### Passage provided
Posted on 12/22/2010 12:55:23 PM PST by Academiadotorg
It turns out that John Wayne movies might be more accurate than American history textbooks. In contrast, an alternative literature based on actual history concludes that the civil society of the American West in the nineteenth century was not very violent, economist Thomas J. DiLorenzo writes in The Independent Review.
DiLorenzo teaches at Loyola University in Maryland. He notes that, at least for the first half of the nineteenth century, private protective agencies, rather than government ones, maintained order. What were these private protective agencies? he writes. They were not governments because they did not have a legal monopoly on keeping order.
Instead, they included such organizations as land clubs, cattlemens associations, mining camps, and wagon trains. It was when the federal government got proactive after the Civil War that problems, even calamities, ensued, particularly in dealings between Americans and Native Americans.

### Supplied information

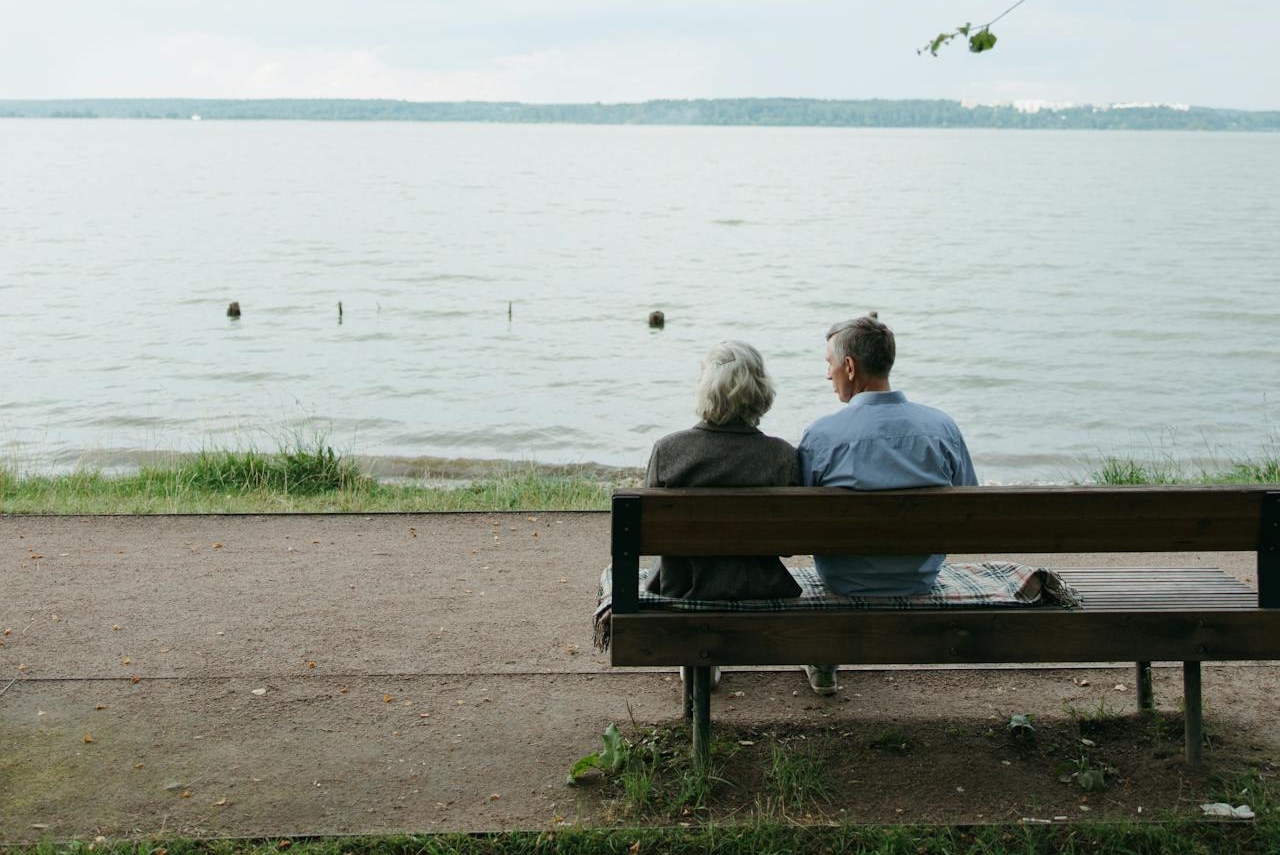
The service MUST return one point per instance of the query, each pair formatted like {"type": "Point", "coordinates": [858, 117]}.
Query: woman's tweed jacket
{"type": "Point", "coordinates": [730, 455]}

### Stated exercise 1
In the American West post, rewrite the paragraph beginning "DiLorenzo teaches at Loyola" in fewer words, keeping its main facts.
### Stated exercise 2
Please pick up the American West post after its final sentence and carry it forward.

### Exercise result 1
DiLorenzo, of Loyola University in Maryland, says private protective agencies rather than government ones kept order in at least the first half of the nineteenth century. They were not governments, he writes, because they had no legal monopoly on keeping order.

### Exercise result 2
Before Fort Sumter, when Americans wanted land from Indians, they bought it. By the twentieth century, some $800 million had been paid for Indian lands, DiLorenzo notes. After Appomatox, the federales decided that land acquisition could be accomplished more cheaply through raids rather than trades. Congress even voted in 1871 not to ratify any more Indian treaties, effectively announcing that it no longer sought peaceful relations with the Plains Indians, DiLorenzo notes.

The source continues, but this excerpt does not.